**TEXT SECTION**
Right-wingers and socialist winners Dutch elections

Searchlight - January 2007

Nearly 10 million Dutch voters, a turn-up of 80 %, showed their volatility, yet again, in the general election on 22 November. Thirty-one seats in the 150-strong parliament shifted party and Geert Wilders' new right-wing populist outfit, the Freedom Party, entered the parliament width 9 seats. Only the late Pim Fortuyn's party List Pim Fortuyn (LPF) has grabbed more seats as a newcomer. Besides the Freedom Party, the Socialist Party was the winner of these elections gaining 16 seats, to increase their tally to 25.

The ruling coalition of the Christian Democratic Appeal (CDA) and the right-wing liberal People's Party for Freedom and Democracy (VVD) lost its majority, although the CDA remained the biggest party and will now have to look for new partners to form a government.

The VVD, on the other hand, is in deep crisis, not only losing 6 seats, but also facing a coup for the leadership of the party by the hardline migration minister, Rita Verdonk. Earlier this year, Verdonk narrowly lost in a contest for the VVD's leadership. Now, it appears that Verdonk, as a number 2 on the list, got 60,000 more votes than party leader Mark Rutte.

Verdonk, who backed the reelection of Rutte, has now decided to attack him and raise questions about who the real leader of the VVD is. She suggested that a commission of senior VVD officials should investigate that issue, but she was then reprimanded and warned that, if she made any more trouble again, she would be removed from the VVD's parliamentary group.

This bitter argument highlights the clash between the liberals and the right-wing liberals inside the VVD and it is probably only a matter of time before Verdonk decides to start her own outfit.

**EXERCISE 1**
Answer these questions from the Dutch election report:
(a) How many seats did the Socialist Party gain, and what was its new total?
(b) How many more votes than Mark Rutte did Rita Verdonk get?
(c) Which party remained the biggest after the ruling coalition lost its majority?

**EXCERPTED DATA**
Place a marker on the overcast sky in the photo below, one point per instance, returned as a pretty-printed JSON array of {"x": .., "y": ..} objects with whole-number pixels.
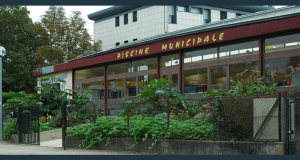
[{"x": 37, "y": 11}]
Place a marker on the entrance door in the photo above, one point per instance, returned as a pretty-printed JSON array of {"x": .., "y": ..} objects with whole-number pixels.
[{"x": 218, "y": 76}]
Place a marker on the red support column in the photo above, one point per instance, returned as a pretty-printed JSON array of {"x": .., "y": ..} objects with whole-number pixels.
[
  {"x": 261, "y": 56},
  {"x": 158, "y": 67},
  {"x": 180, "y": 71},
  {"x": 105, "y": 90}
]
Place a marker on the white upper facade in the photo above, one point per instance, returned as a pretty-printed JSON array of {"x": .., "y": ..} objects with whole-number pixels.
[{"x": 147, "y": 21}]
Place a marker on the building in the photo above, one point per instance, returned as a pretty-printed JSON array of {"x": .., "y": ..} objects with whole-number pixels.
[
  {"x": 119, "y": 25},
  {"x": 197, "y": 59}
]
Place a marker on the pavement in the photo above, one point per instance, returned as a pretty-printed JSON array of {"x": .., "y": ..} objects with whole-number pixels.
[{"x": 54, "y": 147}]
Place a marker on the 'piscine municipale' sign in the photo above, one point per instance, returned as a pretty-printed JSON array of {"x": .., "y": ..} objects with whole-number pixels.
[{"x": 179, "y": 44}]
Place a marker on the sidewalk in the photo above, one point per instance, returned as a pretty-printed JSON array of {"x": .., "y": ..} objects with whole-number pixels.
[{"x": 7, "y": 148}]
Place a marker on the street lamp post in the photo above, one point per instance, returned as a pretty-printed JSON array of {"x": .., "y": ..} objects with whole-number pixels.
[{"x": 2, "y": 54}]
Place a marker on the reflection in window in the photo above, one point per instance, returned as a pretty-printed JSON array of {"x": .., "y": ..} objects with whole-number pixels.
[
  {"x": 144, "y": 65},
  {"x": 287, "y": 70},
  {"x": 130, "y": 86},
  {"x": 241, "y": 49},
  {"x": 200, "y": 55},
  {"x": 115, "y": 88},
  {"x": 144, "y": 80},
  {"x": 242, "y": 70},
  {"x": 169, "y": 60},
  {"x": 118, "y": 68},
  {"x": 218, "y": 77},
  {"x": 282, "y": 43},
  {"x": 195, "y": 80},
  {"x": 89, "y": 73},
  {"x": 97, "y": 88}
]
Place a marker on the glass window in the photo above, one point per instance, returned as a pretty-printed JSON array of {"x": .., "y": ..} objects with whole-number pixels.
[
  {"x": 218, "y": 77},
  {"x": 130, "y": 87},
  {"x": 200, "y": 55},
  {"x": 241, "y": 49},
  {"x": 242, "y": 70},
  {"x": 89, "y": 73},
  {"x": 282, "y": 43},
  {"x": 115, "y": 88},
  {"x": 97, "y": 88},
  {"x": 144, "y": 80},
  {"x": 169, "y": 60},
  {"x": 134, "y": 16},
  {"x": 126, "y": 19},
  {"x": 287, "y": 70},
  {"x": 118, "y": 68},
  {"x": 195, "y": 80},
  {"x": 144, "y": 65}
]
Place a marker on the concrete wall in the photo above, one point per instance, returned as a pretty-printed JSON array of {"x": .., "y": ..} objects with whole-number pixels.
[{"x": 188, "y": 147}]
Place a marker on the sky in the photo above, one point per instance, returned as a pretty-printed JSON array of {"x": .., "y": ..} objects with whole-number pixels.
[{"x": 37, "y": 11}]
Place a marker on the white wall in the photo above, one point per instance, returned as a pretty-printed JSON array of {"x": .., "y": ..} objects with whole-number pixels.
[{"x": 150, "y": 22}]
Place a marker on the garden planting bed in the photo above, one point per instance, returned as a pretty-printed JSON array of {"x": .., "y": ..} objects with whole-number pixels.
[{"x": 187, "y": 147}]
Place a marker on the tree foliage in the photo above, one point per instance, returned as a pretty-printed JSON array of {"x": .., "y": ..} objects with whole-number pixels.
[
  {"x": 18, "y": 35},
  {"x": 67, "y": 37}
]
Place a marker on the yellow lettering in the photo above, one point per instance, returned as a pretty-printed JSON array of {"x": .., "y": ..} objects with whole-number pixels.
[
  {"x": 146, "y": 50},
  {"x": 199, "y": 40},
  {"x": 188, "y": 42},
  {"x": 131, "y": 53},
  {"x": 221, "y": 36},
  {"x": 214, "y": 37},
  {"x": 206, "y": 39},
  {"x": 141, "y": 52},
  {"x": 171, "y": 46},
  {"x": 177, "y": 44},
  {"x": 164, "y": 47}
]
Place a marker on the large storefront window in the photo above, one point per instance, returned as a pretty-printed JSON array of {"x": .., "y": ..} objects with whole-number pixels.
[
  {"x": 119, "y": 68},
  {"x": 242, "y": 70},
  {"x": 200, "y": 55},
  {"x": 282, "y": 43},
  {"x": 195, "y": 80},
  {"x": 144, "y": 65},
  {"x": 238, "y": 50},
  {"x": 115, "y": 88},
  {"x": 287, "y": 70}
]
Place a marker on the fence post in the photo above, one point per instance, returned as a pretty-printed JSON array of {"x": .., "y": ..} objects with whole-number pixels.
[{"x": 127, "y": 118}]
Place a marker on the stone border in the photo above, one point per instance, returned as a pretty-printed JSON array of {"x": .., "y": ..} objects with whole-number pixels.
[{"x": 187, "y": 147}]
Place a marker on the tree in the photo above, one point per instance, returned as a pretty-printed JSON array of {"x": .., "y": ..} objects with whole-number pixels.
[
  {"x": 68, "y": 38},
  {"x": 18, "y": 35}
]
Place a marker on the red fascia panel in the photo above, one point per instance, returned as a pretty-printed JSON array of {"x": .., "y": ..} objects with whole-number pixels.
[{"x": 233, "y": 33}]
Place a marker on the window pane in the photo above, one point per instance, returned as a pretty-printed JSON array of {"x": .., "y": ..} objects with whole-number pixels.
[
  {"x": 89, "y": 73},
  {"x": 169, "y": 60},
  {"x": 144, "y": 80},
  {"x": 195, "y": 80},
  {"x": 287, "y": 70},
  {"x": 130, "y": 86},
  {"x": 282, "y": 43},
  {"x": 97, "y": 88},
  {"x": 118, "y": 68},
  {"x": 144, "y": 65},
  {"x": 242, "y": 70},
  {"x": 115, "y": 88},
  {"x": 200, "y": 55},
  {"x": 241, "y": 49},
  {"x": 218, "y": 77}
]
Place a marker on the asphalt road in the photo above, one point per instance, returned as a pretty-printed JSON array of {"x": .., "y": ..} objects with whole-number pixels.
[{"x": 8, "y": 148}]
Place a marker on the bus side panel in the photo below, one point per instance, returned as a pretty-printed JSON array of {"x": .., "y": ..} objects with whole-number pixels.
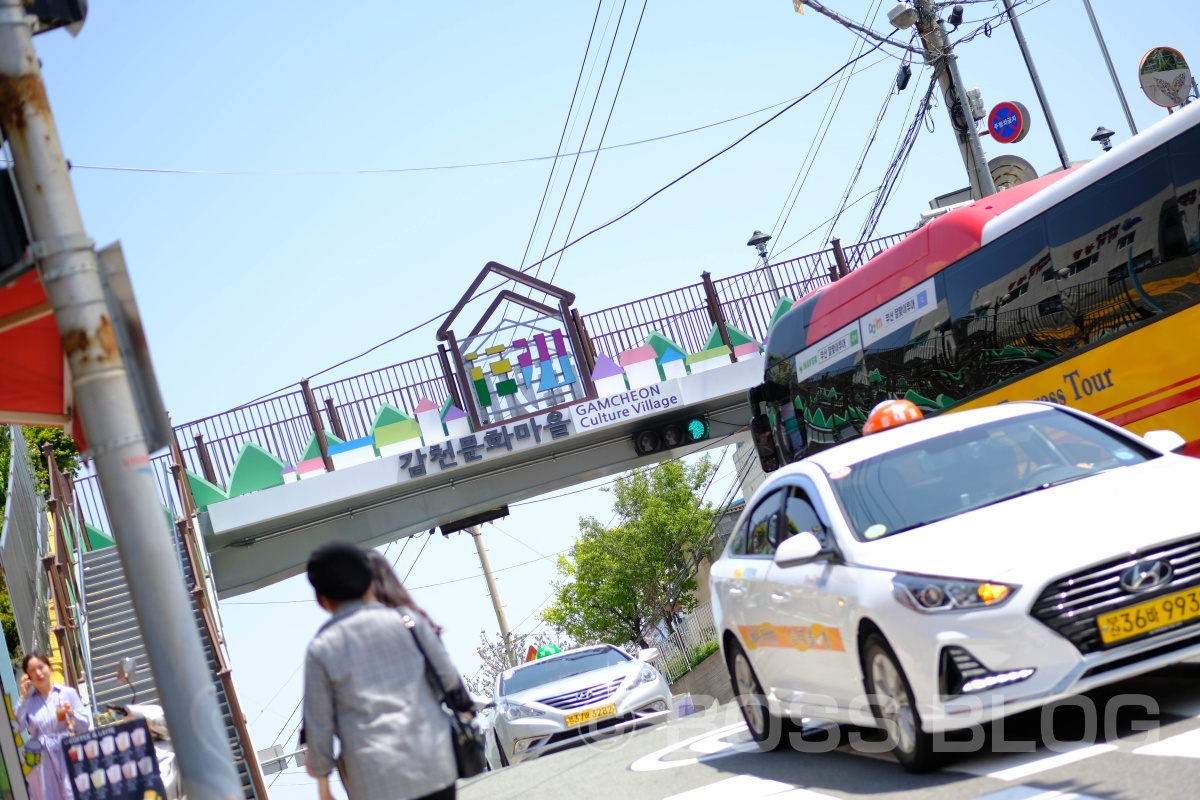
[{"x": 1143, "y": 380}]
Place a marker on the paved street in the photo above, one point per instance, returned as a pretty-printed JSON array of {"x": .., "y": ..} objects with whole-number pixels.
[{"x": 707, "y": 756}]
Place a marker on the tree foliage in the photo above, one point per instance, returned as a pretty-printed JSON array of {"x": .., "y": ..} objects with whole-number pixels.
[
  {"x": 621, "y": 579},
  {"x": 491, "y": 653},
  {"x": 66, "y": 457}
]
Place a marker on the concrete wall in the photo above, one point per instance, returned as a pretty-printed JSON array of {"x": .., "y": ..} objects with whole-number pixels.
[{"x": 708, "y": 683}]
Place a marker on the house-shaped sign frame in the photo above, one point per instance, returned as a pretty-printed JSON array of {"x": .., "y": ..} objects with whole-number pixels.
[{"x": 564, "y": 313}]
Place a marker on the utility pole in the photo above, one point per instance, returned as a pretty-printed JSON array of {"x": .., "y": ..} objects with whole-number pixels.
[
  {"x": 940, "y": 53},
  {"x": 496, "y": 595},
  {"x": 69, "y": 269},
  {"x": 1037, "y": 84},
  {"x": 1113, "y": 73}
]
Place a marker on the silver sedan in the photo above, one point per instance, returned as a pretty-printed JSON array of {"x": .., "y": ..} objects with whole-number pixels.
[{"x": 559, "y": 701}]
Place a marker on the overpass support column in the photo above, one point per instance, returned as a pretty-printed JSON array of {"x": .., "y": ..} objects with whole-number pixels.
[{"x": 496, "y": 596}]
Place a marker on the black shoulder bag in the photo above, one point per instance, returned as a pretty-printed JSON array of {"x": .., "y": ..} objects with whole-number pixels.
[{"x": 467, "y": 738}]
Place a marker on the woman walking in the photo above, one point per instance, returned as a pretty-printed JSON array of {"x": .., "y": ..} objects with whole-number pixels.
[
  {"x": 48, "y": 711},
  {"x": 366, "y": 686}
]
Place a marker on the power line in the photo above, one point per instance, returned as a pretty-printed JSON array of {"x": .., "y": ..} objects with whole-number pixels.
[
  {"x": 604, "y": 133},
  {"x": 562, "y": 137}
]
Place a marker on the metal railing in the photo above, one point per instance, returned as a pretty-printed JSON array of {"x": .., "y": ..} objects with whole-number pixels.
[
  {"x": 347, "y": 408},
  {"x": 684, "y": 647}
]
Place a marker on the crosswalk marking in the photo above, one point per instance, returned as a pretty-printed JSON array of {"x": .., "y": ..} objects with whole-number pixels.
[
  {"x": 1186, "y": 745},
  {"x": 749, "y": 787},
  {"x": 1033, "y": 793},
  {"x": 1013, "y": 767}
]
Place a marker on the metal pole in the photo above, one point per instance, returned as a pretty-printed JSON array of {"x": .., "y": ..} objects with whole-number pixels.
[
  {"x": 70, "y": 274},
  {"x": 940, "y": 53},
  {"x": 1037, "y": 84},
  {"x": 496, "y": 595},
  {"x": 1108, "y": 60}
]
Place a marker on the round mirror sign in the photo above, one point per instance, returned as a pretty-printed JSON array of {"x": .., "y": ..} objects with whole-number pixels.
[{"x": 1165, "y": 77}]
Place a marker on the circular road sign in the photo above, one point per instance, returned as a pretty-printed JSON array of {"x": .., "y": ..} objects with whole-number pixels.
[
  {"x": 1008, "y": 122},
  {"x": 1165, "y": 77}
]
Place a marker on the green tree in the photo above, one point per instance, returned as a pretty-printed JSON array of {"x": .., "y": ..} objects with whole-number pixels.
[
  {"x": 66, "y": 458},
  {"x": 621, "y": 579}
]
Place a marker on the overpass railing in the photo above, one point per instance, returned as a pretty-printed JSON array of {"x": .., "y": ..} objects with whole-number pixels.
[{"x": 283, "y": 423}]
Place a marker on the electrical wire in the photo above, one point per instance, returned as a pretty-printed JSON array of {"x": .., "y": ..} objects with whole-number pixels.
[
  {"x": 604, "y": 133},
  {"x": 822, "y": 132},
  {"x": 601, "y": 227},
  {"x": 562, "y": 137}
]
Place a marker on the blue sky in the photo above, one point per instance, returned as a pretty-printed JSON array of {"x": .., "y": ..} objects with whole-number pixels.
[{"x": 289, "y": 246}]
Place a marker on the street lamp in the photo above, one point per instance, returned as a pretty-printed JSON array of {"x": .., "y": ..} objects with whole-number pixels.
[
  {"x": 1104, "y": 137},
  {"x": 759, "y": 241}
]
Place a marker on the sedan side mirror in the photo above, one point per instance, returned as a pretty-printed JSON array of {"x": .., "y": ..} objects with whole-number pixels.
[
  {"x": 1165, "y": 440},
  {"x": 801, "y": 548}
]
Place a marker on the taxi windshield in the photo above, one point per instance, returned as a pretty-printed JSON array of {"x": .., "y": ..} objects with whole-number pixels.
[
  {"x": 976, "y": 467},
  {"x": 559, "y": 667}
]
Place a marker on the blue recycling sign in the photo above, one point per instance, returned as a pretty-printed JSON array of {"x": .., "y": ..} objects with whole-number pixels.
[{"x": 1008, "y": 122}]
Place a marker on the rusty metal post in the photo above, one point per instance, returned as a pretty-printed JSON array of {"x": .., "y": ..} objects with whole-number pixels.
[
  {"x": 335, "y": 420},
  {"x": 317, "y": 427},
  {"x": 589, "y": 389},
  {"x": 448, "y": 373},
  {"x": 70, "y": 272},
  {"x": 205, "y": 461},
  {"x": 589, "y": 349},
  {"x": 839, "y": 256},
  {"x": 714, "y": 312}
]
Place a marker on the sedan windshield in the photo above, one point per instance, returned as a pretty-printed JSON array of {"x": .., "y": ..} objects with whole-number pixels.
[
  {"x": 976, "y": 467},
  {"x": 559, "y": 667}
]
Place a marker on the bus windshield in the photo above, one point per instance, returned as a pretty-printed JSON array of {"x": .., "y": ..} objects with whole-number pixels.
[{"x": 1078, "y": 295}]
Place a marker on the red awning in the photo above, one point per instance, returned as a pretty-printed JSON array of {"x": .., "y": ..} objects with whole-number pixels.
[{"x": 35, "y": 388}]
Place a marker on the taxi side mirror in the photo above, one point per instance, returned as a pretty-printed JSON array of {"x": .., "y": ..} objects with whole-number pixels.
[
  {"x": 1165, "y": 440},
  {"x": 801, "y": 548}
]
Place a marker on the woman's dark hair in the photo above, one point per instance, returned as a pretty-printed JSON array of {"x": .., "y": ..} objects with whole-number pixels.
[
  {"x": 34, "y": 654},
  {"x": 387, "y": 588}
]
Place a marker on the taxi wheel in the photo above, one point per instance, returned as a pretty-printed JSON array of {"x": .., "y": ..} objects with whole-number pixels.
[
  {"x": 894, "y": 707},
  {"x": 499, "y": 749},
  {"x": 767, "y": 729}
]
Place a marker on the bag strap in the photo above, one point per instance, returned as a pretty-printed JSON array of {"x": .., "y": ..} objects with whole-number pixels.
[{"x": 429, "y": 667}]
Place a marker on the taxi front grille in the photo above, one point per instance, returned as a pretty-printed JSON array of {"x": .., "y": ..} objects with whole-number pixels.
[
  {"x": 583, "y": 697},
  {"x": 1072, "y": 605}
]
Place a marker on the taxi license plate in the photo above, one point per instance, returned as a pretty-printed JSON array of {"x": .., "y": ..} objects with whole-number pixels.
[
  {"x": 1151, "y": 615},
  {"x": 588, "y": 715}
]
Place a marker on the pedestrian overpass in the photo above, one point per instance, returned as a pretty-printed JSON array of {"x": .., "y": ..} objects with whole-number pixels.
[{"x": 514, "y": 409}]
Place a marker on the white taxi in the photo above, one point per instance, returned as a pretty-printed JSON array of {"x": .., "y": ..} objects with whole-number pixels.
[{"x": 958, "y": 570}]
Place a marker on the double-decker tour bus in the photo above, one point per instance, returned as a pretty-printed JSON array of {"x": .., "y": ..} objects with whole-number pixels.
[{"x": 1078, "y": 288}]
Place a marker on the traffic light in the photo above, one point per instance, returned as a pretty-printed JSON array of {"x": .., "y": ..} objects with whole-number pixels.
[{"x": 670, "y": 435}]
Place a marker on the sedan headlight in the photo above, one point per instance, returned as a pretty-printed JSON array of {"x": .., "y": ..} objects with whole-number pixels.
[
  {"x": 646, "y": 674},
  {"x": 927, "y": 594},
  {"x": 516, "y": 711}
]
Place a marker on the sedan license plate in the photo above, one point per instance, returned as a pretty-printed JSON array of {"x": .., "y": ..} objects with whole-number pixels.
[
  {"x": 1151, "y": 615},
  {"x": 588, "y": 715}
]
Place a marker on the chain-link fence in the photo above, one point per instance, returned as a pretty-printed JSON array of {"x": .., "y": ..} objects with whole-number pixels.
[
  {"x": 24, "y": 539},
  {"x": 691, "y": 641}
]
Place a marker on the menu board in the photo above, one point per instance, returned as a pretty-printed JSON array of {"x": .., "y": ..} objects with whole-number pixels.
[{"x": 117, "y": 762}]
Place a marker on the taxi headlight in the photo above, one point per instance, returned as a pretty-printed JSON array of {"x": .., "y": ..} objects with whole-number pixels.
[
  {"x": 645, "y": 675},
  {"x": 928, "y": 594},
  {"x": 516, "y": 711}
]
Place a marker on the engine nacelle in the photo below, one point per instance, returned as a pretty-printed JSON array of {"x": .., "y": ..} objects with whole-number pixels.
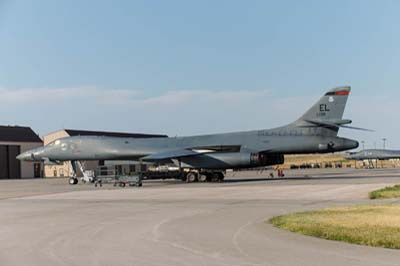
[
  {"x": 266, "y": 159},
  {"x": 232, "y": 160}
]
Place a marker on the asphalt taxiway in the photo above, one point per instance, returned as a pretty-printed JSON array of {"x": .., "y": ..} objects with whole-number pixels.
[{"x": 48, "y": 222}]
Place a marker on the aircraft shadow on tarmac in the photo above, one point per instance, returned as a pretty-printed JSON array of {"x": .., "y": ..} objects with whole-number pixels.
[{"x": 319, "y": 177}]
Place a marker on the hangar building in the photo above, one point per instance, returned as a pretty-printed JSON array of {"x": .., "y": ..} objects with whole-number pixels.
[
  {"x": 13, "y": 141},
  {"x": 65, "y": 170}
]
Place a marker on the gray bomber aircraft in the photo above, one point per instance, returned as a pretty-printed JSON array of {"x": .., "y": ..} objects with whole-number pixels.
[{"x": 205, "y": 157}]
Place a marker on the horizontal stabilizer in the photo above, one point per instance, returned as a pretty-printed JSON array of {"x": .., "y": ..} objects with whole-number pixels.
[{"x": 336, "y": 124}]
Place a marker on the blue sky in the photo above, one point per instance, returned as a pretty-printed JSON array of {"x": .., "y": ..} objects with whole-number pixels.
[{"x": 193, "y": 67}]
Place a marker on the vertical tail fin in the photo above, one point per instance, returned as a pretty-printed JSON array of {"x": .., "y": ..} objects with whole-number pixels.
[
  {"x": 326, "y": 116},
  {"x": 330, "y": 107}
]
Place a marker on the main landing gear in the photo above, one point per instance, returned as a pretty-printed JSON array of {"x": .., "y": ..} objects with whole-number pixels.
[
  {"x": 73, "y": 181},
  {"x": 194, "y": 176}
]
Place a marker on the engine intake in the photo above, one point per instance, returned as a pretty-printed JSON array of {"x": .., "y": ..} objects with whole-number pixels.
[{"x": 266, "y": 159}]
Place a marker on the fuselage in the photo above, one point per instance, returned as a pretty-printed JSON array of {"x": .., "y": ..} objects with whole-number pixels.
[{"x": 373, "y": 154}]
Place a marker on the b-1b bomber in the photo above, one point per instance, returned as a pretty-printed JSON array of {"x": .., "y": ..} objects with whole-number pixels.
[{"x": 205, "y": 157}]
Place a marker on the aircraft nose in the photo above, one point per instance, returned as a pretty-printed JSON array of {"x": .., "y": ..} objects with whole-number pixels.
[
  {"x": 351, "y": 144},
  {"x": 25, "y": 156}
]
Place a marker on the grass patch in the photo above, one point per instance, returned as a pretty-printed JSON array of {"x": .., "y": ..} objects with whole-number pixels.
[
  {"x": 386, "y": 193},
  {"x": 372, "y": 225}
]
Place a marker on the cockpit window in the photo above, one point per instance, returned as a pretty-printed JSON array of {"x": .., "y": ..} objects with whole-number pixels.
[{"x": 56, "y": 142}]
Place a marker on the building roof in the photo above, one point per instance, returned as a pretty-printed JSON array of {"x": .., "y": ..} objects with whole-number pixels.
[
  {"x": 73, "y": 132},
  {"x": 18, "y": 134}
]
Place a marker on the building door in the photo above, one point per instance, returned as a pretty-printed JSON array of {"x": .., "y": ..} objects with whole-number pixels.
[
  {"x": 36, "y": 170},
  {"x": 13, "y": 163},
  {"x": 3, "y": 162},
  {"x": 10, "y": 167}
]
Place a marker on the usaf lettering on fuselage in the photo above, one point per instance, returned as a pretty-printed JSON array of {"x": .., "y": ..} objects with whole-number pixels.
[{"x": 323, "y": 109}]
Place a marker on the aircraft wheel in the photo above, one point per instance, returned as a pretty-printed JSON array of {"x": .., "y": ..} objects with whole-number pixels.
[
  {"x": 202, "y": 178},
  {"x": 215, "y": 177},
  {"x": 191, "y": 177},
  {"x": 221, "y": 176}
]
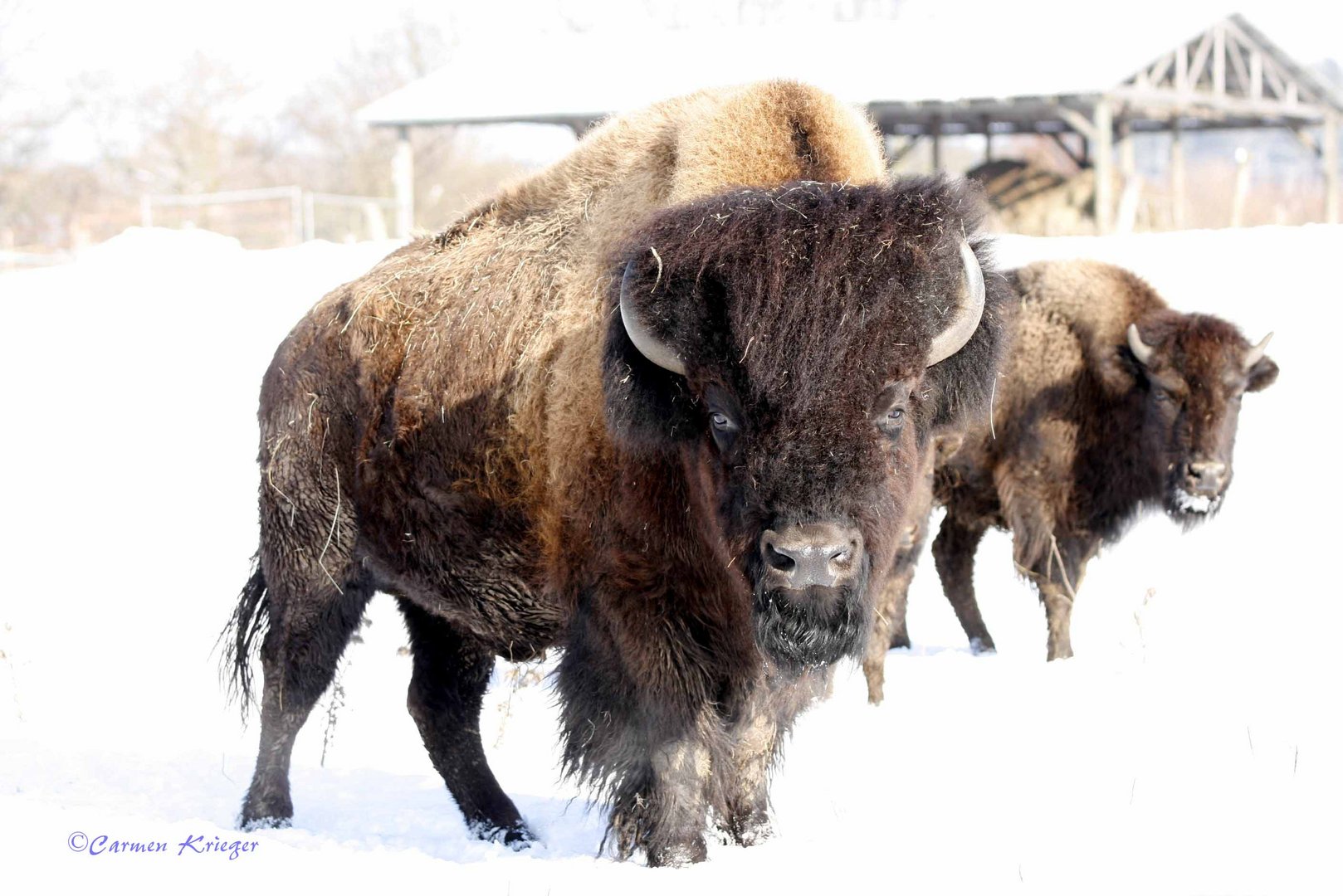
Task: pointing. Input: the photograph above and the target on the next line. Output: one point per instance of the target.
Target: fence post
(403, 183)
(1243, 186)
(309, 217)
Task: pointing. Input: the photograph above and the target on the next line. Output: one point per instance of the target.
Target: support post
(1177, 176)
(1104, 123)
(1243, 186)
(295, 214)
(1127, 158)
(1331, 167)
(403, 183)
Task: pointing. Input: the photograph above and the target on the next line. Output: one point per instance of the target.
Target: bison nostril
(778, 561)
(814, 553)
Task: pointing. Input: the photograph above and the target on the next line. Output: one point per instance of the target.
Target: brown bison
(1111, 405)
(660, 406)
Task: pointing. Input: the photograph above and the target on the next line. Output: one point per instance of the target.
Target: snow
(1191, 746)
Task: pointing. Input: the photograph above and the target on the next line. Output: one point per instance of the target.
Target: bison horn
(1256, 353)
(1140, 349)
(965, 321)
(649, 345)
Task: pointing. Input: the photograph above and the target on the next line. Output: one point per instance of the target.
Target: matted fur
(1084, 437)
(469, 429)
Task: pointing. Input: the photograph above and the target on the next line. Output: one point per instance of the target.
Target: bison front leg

**EXERCISE 2**
Find each line of the records that contains the string "bison", and copy those lines. Case counts.

**FULL ANSWER 1**
(a) The Socialist Party gained 16 seats, for a new total of 25.
(b) Rita Verdonk got 60,000 more votes than Mark Rutte.
(c) The Christian Democratic Appeal (CDA) remained the biggest party.

**FULL ANSWER 2**
Target: bison nostril
Target: brown bison
Target: bison horn
Target: bison front leg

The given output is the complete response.